**TEXT FOR ANALYSIS:**
===

This post describes the methods and inputs that I used in two prior posts: “Previewing the Bad News That’s Likely to Complicate the Debt Ceiling Battle” and “The Chart That Every Taxpayer Deserves to See.”
For years from 2013 through 2023, the debt projections shown in the prior posts are derived from the CBO’s latest 10-year projections, which were published on May 14. Beyond 2023, the projections rely on the CBO’s past methodology for its 75-year projections, as described in its “2012 Long-Term Budget Outlook,” as well as other sources including the last two years’ Social Security and Medicare Trustees’ Reports and materials from the Center for Medicare and Medicaid Services.
Here are the key methods and inputs in greater detail:
2013 through 2023
- The “baseline” and “alternative” scenarios are derived from a CYNICONOMICS model that takes its key inputs from the CBO’s “Updated Budget Projections: Fiscal Years 2013 to 2023” and produces debt projections that are all but identical to the CBO’s figures.
- The “trust fund debt counts” chart segment includes all government-held debt, including the small amounts held in government accounts other than trust funds. It’s calculated as the difference between the CBO’s “gross federal debt” category and its “debt held by the public” category.
2024 through 2088
- Annual increments to Social Security and Medicare costs (as a % of GDP) are derived from assumptions used in the CBO’s 2012 Long-term Economic Outlook and recent changes in official projections for Social Security and Medicare, based on materials sourced from the Social Security Administration and the Center for Medicare and Medicaid Services (including trustees’ and other actuarial reports).

===

**WHAT TO PRODUCE:**
Copy the post on debt projection methods from the words "For years from" through the words "the CBO’s figures.", and replace "CBO" with "Congressional Budget Office" wherever it occurs.

[Stored items]
===

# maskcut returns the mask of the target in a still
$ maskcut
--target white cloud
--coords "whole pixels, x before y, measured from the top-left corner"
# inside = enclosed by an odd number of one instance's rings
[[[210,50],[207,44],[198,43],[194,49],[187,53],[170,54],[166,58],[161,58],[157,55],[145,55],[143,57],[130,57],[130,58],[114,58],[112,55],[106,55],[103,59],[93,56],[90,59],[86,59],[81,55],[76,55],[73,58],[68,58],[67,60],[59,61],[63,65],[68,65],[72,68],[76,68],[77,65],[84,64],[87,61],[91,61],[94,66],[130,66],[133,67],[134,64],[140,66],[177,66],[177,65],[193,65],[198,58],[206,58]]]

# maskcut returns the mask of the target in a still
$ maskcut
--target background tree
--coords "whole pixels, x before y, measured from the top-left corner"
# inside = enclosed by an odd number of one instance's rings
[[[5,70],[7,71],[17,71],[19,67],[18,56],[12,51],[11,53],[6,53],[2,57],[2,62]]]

===

**RESPONSE FOR THIS EXERCISE:**
For years from 2013 through 2023, the debt projections shown in the prior posts are derived from the Congressional Budget Office’s latest 10-year projections, which were published on May 14. Beyond 2023, the projections rely on the Congressional Budget Office’s past methodology for its 75-year projections, as described in its “2012 Long-Term Budget Outlook,” as well as other sources including the last two years’ Social Security and Medicare Trustees’ Reports and materials from the Center for Medicare and Medicaid Services.
Here are the key methods and inputs in greater detail:
2013 through 2023
- The “baseline” and “alternative” scenarios are derived from a CYNICONOMICS model that takes its key inputs from the Congressional Budget Office’s “Updated Budget Projections: Fiscal Years 2013 to 2023” and produces debt projections that are all but identical to the Congressional Budget Office’s figures.